*Exercise aim*
Format the data below as a JSON list of strings, one string per line, with blank lines omitted. Leave the pictures out.

*Material for this task*
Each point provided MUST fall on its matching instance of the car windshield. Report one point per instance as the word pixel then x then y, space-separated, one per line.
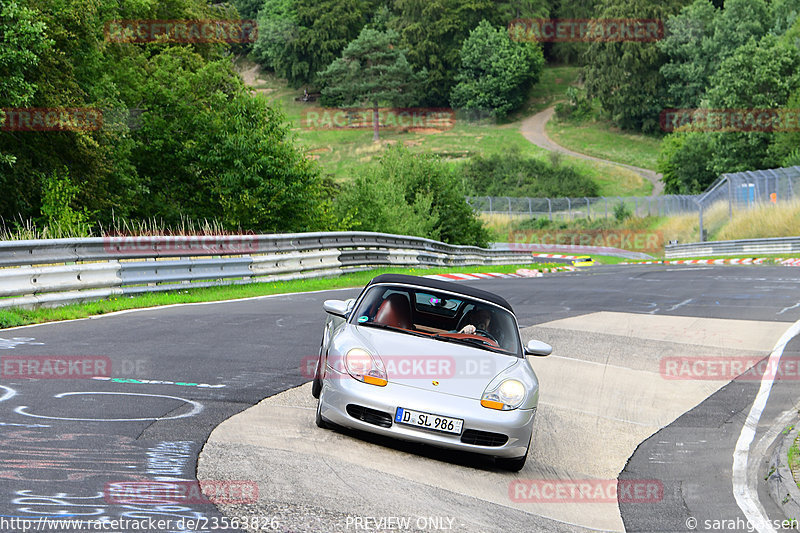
pixel 443 316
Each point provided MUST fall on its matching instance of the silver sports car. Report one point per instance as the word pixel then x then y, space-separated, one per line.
pixel 429 361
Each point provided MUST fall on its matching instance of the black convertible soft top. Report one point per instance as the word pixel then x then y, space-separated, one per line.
pixel 459 288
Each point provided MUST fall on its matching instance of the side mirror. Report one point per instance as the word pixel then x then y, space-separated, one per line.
pixel 539 348
pixel 335 307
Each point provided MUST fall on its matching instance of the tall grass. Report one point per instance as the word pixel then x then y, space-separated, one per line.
pixel 765 220
pixel 28 229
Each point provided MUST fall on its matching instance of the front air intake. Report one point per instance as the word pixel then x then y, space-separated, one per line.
pixel 370 416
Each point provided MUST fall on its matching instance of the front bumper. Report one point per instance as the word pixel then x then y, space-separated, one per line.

*Result of the task*
[
  "Each point provided MUST fall on its matching instance of the car windshield. Report one point per instance as the word pixel then x then y, space-separated, one per line.",
  "pixel 443 316",
  "Each point provided MUST fall on its matching instance of the silver sports car. Report one point per instance as the word pixel then x then y, space-separated, one per line.",
  "pixel 429 361",
  "Each point provided MUST fall on its matching instance of the black convertible soft top. Report one point per instance as the word pixel then x then y, space-separated, one per line.",
  "pixel 459 288",
  "Each point provided MUST fall on its matching instance of the side mirror. Report one point per instance as the word pixel then x then y, space-separated, one per line.",
  "pixel 539 348",
  "pixel 335 307",
  "Each point provided MUST fall on its matching instance of the tall grass. Report one point per instance as the word pixel then x then y, space-separated, one per line.",
  "pixel 765 220",
  "pixel 28 229",
  "Each point provided MUST fall on its matching instance of the front air intake. Report one point per instance as the word pixel then x then y, space-separated, one per line.",
  "pixel 370 416",
  "Each point provided MUST fall on its matching instance of the front bumper. Report one point per instance as the word pixel then x then y, space-separated, one per line."
]